■ GOAL A ■
In the postcard text, how far apart are the towns of Wingham and Tinonee?
■ GOAL B ■
Reproduce word for word the part of the postcard text that opens with the words containing "The coloured postcard" and closes with "interpretation (Figure 2).".
■ GOAL C ■
Decide whether each statement agrees with the postcard text, answering yes or no and quoting the deciding words: (i) The message on the reverse is written in an alphanumeric code. (ii) The postcard shows a beach in Melbourne. (iii) The stamp on the postcard is blue.

-- BEGIN DOCUMENT EXCERPT --

The coloured postcard of Manly Beach, Sydney has a red 1d ‘Shield of New South Wales’ stamp postmarked with the rays numeral ‘123' of Wingham, New South Wales (Figure 1).
The reverse message is a total surprise to the vendor and myself for it is written in an alphanumeric code, which may be difficult to ‘crack’. It was sent to a Mr. H. Gollau Jr. (Gollan?), a presumed teenager addressed at Post Office, Tinonee, N.S.W. It has a clear reception postmark of TINONEE/ MR 22/ 1906/ N.S.W as well as the originating postmark of WINGHAM/ MR 22/ 1906/ N.S.W. The sender is identified as ‘Maud’ perhaps another teenager, and the code would probably defy the parents’ interpretation (Figure 2).
The two towns of Wingham and Tinonee are less than 20 km apart. Are there any code experts out there who can ‘crack’ the code?

-- END DOCUMENT EXCERPT --
-- BEGIN STORED ROWS --

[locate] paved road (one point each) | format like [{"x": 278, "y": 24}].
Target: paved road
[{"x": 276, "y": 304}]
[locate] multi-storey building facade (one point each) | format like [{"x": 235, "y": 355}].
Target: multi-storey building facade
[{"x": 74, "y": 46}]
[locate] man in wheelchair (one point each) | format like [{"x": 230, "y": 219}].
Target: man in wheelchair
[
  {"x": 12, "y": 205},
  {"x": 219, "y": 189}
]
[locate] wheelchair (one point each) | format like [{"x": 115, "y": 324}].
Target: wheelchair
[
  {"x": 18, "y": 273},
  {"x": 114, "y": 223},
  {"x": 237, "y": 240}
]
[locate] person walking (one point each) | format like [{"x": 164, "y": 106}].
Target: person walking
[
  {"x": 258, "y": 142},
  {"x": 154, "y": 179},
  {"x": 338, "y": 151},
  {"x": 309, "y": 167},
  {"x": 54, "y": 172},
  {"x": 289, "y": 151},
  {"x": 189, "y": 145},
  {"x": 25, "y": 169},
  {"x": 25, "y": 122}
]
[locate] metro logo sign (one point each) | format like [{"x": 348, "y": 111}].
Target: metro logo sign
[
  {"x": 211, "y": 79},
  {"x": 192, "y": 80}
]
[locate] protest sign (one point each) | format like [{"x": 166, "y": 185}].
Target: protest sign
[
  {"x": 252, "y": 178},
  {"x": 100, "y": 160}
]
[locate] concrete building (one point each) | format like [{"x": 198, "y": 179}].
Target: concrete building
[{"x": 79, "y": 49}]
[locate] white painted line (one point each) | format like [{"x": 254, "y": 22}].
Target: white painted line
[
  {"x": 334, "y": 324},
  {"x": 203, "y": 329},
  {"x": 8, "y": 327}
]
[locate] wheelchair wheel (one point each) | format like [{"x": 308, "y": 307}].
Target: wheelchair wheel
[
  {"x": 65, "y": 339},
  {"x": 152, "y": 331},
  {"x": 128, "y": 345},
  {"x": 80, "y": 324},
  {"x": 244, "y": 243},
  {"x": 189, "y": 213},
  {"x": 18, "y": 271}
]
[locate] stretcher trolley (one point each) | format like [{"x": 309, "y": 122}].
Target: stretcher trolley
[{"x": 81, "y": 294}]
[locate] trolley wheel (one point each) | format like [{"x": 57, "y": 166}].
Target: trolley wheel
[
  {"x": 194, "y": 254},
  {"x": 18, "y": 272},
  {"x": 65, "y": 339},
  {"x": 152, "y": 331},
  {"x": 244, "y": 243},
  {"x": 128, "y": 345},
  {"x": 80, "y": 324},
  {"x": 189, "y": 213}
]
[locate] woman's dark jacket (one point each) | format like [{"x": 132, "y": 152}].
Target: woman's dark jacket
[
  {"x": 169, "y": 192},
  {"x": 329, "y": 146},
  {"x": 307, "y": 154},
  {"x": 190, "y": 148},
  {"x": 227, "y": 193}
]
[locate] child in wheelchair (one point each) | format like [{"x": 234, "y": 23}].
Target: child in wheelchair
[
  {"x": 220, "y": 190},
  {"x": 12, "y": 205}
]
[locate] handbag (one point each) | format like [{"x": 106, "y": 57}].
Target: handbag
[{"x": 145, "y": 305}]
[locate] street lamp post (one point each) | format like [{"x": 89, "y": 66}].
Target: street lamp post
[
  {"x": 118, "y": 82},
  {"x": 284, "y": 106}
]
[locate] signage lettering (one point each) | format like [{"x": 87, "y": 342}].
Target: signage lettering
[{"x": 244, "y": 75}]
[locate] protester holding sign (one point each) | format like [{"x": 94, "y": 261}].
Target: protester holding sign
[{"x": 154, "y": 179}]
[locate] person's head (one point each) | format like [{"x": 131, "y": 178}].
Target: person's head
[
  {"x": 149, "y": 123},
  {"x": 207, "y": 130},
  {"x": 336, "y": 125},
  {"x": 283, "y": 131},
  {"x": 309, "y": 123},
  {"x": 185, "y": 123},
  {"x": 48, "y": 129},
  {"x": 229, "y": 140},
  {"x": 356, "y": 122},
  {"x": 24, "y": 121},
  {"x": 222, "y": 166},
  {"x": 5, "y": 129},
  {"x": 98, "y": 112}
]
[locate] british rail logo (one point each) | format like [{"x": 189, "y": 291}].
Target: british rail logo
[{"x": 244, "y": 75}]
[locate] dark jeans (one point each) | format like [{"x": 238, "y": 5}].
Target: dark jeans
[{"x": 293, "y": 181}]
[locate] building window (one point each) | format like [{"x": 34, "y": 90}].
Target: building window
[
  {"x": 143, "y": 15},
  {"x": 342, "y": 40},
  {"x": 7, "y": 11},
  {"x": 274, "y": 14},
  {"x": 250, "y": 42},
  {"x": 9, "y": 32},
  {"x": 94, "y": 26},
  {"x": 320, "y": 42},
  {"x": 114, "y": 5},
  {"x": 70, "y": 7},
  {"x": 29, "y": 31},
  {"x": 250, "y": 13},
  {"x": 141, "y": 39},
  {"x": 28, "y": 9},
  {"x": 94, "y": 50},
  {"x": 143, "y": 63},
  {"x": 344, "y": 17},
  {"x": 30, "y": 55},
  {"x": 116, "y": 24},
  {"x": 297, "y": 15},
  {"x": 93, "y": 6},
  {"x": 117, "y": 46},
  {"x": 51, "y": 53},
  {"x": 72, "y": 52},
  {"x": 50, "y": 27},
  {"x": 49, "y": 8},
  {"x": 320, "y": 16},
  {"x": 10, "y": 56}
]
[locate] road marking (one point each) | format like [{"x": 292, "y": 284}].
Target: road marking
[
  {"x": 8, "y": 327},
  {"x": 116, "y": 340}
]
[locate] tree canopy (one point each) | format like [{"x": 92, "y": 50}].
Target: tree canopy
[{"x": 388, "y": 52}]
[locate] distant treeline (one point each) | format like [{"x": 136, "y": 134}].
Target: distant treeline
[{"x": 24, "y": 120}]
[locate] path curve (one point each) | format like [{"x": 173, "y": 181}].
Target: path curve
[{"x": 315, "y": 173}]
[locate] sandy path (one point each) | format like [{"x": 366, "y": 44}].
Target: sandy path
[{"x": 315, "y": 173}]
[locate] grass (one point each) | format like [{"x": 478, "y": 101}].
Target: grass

-- END STORED ROWS --

■ WORKED ANSWER A ■
Less than 20 km apart.

■ WORKED ANSWER B ■
The coloured postcard of Manly Beach, Sydney has a red 1d ‘Shield of New South Wales’ stamp postmarked with the rays numeral ‘123' of Wingham, New South Wales (Figure 1).
The reverse message is a total surprise to the vendor and myself for it is written in an alphanumeric code, which may be difficult to ‘crack’. It was sent to a Mr. H. Gollau Jr. (Gollan?), a presumed teenager addressed at Post Office, Tinonee, N.S.W. It has a clear reception postmark of TINONEE/ MR 22/ 1906/ N.S.W as well as the originating postmark of WINGHAM/ MR 22/ 1906/ N.S.W. The sender is identified as ‘Maud’ perhaps another teenager, and the code would probably defy the parents’ interpretation (Figure 2).

■ WORKED ANSWER C ■
(i) Yes: "it is written in an alphanumeric code"
(ii) No: "The coloured postcard of Manly Beach, Sydney"
(iii) No: "a red 1d ‘Shield of New South Wales’ stamp"